• **Stated task**
Could you give all of this material as a two-column CSV with the columns instruction and boxes: one row for each request, its text under instruction and its answer under boxes, each in a single quoted field with line breaks turned into spaces and the pictures left out?

:: Supplied data

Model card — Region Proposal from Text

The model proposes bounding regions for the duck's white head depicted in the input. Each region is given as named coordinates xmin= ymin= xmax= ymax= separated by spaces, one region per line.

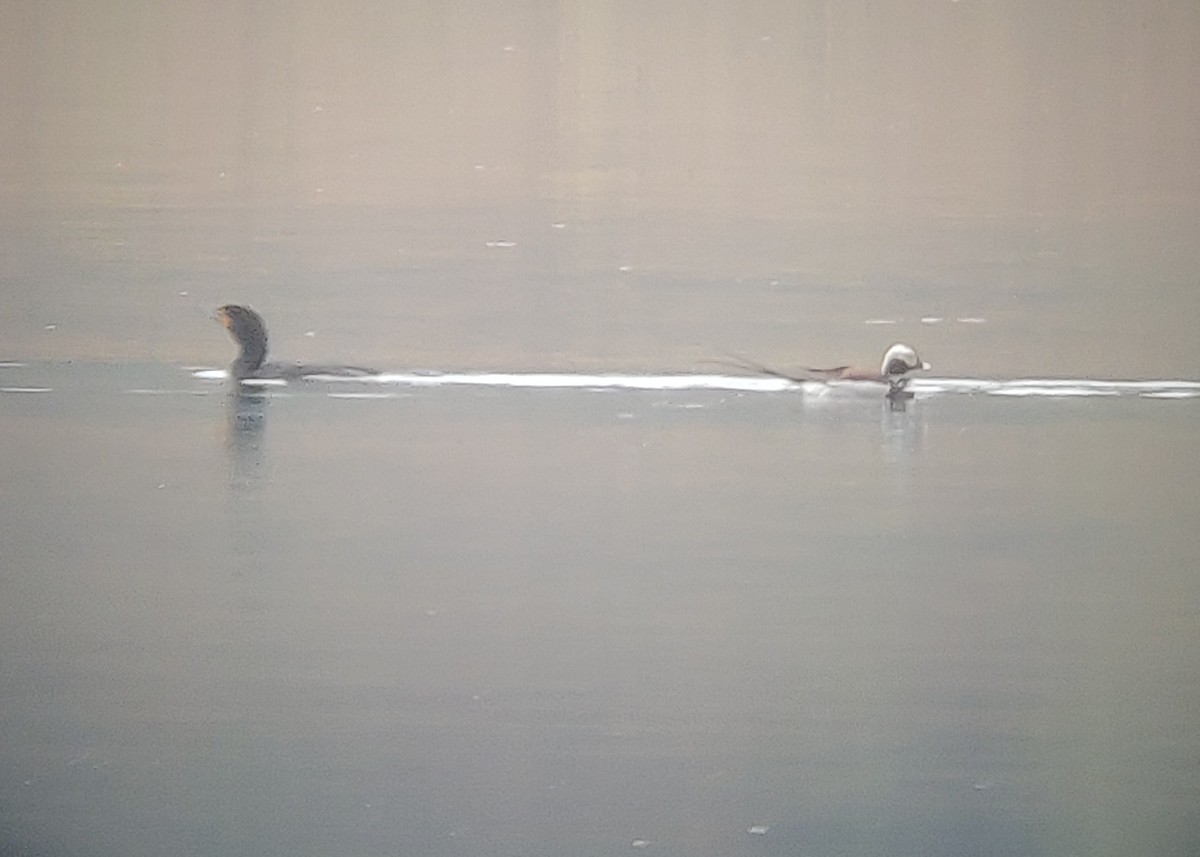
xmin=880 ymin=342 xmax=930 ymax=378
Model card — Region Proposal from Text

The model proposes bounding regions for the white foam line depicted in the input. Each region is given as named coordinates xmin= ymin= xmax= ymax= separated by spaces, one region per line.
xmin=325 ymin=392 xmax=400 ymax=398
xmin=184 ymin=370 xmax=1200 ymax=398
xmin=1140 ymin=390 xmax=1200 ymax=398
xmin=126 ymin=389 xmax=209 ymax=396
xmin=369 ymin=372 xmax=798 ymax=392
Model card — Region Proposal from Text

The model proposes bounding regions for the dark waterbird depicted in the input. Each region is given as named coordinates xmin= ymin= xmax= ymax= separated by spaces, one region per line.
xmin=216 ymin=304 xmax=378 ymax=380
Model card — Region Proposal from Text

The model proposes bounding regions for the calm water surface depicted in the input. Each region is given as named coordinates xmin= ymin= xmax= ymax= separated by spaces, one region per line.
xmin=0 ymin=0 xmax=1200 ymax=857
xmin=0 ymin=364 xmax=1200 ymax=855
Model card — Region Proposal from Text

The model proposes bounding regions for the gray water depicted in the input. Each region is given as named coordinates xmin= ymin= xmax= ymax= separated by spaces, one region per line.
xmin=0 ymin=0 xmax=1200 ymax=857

::::

• **Written answer**
instruction,boxes
"Model card — Region Proposal from Text The model proposes bounding regions for the duck's white head depicted in the input. Each region is given as named coordinates xmin= ymin= xmax= ymax= separated by spaces, one region per line.","xmin=880 ymin=342 xmax=930 ymax=378"
"Model card — Region Proposal from Text The model proposes bounding regions for the white foam line depicted in the input. Each region is given as named coordinates xmin= ymin= xmax= ymax= separated by spaces, one region per line.","xmin=325 ymin=392 xmax=400 ymax=398 xmin=184 ymin=370 xmax=1200 ymax=398 xmin=1140 ymin=390 xmax=1200 ymax=398 xmin=126 ymin=389 xmax=209 ymax=396 xmin=369 ymin=372 xmax=798 ymax=392"
"Model card — Region Proposal from Text The model proposes bounding regions for the dark waterbird depicted in the input. Each region is given as named coordinates xmin= ymin= xmax= ymax= separated by spaces, one region per line.","xmin=216 ymin=304 xmax=378 ymax=380"
"Model card — Region Proposal from Text The model proposes bounding regions for the calm water surface depicted in the input. Each region is given as named coordinates xmin= ymin= xmax= ymax= separated by spaces, one region per line.","xmin=0 ymin=0 xmax=1200 ymax=857 xmin=0 ymin=364 xmax=1200 ymax=855"
"Model card — Region Proposal from Text The model proposes bounding regions for the gray water depicted in the input. Each region is given as named coordinates xmin= ymin= xmax= ymax= separated by spaces, one region per line.","xmin=0 ymin=0 xmax=1200 ymax=857"